● **页面摘录**:

| 摘要: | 設限資料的取樣方法分為基本型以及混合型兩種,會有觀測時間過長或是觀測到壽命的樣本個數太少的缺點.要改善觀測時間過長的缺點,需要設定一較短的觀測設限時間;要改善觀測到壽命的樣本個數太少的缺點,需要設定一最少觀測到壽命的樣本個數.這會產生兩難的情形.因此,在有最少觀測個數的限制下,本論文提出了兩階段取樣法,將取樣停止時間分為第一階段及第二階段,並設定一個判斷準則,在第一階段觀測時間結束時,用來決定是否進行第二階段的觀測.這不但可以得到足夠的樣本個數,而且也能改善觀測時間過長的缺點.
此外,本論文針對兩階段取樣法中的統計推論問題,作了一些探討.在隨機樣本的壽命為指數分布的假設下,研究參數之最大概似估計量、估計量之機率分配及信賴區間等問題,最後並用一實際例子來介紹本論文所討論的方法.
The censoring schemes most commonly found in the literature are referred to as type-I, type-II and hybrid censoring. However, in these censoring schemes, there are some disadvantages which are that have a few number of failures or take a very long time for observing the expected number of failure in the life test. For determining the censoring time, we must to meet one of these two situations. In order to provide a guarantee in terms of the number of failures as well as saving the time to complete the life test. We propose two-stage hybrid censoring schemes. That is given two censoring time and one constrain for determine which one is the true censoring time in the life test.
In addition, we also derive the exact distribution of the MLE of Θ as well as exact confidence intervals for Θ of the exponential distribution under two-stage hybrid censoring schemes. Finally, one sample is presented to illustrate all the results developed here. |

● **任务目标**:
修改页面摘录中从“The censoring schemes”开始、到“time in the life test.”结束的这段文字，将其中的“life test”换成“reliability test”后写出。

● **记录**:
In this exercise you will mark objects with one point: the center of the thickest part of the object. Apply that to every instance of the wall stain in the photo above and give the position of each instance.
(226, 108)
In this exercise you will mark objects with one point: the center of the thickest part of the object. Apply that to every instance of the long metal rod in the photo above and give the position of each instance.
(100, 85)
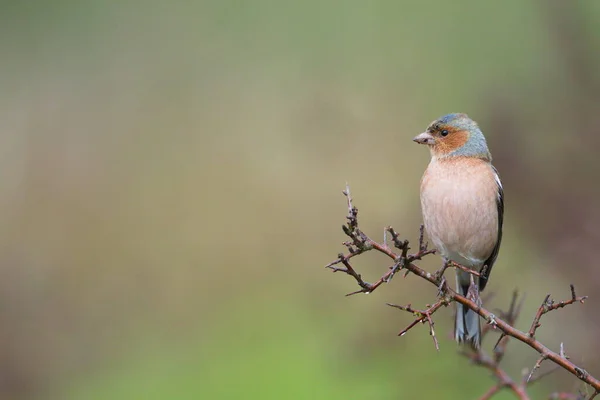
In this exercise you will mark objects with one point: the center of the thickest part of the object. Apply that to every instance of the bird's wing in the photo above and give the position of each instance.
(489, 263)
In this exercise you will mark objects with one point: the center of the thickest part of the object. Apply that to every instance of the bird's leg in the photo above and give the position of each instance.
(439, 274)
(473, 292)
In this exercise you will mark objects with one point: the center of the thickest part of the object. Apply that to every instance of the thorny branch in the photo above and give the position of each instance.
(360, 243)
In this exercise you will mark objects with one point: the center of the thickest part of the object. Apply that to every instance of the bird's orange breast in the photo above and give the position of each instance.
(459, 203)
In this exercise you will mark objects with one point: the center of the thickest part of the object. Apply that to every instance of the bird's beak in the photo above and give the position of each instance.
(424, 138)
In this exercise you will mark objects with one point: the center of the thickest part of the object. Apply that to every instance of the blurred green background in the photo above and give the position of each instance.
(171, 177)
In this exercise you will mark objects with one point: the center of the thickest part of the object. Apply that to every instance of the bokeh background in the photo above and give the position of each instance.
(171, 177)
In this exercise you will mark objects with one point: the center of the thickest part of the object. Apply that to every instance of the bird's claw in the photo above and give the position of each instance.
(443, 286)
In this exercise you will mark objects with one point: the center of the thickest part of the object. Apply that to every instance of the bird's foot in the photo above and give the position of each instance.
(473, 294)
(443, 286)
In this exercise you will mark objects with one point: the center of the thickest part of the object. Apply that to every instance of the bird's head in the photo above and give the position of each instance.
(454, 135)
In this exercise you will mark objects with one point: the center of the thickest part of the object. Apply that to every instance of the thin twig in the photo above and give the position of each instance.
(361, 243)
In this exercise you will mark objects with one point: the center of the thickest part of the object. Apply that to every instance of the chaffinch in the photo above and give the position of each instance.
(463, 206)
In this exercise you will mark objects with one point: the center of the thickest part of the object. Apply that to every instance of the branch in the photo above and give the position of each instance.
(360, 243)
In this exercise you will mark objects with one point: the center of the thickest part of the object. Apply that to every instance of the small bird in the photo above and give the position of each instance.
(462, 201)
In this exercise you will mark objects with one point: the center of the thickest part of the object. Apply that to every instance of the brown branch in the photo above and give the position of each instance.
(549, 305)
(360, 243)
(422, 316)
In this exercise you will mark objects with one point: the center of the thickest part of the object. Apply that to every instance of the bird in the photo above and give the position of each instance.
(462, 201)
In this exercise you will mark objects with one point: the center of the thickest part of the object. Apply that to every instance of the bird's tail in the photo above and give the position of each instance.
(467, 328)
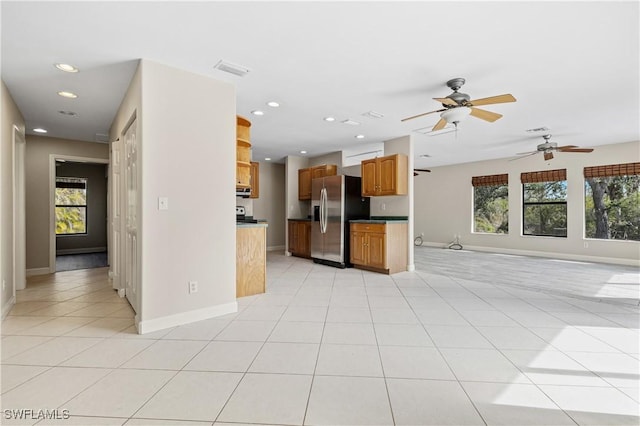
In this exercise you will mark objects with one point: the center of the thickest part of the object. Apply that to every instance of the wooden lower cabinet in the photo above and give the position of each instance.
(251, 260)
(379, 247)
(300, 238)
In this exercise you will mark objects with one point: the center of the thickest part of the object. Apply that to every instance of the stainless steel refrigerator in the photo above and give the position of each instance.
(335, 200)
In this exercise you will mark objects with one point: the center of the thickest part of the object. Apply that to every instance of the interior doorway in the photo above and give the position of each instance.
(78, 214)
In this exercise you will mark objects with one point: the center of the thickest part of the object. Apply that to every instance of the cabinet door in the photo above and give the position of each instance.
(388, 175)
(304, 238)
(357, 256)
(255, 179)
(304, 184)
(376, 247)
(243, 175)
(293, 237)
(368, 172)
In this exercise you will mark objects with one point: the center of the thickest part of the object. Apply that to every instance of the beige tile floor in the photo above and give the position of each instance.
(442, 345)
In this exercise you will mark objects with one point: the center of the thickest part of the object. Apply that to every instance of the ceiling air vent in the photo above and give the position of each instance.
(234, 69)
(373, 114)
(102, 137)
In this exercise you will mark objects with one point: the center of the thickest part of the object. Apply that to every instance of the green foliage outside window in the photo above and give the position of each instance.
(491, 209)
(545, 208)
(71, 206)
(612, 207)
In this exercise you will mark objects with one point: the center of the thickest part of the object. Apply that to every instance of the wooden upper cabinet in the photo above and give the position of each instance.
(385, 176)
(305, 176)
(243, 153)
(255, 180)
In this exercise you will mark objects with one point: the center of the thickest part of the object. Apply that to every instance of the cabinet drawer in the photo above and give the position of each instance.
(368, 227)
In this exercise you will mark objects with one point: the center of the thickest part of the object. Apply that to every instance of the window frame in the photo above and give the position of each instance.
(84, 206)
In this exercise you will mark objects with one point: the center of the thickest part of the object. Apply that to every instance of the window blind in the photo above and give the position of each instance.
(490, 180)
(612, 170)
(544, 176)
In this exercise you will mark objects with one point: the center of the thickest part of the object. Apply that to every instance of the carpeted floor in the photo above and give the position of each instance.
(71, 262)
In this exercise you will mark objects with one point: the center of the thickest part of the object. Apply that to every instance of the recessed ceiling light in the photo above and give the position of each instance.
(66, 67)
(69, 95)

==

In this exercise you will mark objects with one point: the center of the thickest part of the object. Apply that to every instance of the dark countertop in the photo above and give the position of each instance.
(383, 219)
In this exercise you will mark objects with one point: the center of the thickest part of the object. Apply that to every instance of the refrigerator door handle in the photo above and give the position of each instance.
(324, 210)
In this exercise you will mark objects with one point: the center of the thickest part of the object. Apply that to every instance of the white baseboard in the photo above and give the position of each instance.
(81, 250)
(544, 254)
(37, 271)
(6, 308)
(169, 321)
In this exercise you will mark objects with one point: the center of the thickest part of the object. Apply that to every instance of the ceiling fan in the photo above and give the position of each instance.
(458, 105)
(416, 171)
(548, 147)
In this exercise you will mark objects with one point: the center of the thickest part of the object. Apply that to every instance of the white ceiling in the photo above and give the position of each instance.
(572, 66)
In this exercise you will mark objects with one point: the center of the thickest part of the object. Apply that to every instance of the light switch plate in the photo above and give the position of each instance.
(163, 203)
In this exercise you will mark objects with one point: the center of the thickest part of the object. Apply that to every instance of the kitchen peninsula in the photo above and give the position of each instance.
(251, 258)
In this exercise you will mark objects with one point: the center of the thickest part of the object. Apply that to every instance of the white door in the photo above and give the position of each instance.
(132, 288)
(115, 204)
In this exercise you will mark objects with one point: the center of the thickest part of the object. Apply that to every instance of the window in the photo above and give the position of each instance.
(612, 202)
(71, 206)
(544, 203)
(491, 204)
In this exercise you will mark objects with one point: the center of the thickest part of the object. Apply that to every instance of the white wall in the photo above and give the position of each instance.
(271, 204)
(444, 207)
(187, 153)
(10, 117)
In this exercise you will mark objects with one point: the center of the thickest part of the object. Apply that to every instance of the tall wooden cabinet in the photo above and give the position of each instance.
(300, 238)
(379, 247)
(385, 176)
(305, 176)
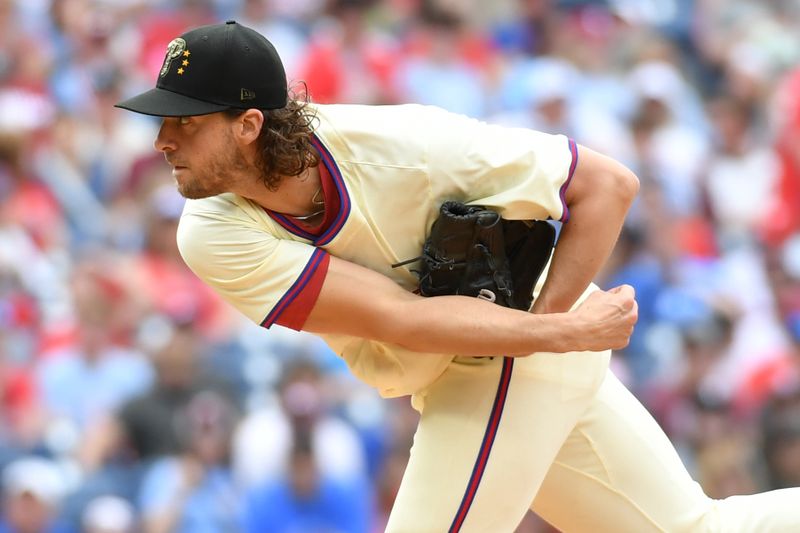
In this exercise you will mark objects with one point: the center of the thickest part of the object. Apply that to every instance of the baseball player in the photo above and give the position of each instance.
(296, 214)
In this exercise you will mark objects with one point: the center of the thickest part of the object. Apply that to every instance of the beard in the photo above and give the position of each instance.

● **输出**:
The censoring schemes most commonly found in the literature are referred to as type-I, type-II and hybrid censoring. However, in these censoring schemes, there are some disadvantages which are that have a few number of failures or take a very long time for observing the expected number of failure in the reliability test. For determining the censoring time, we must to meet one of these two situations. In order to provide a guarantee in terms of the number of failures as well as saving the time to complete the reliability test. We propose two-stage hybrid censoring schemes. That is given two censoring time and one constrain for determine which one is the true censoring time in the reliability test.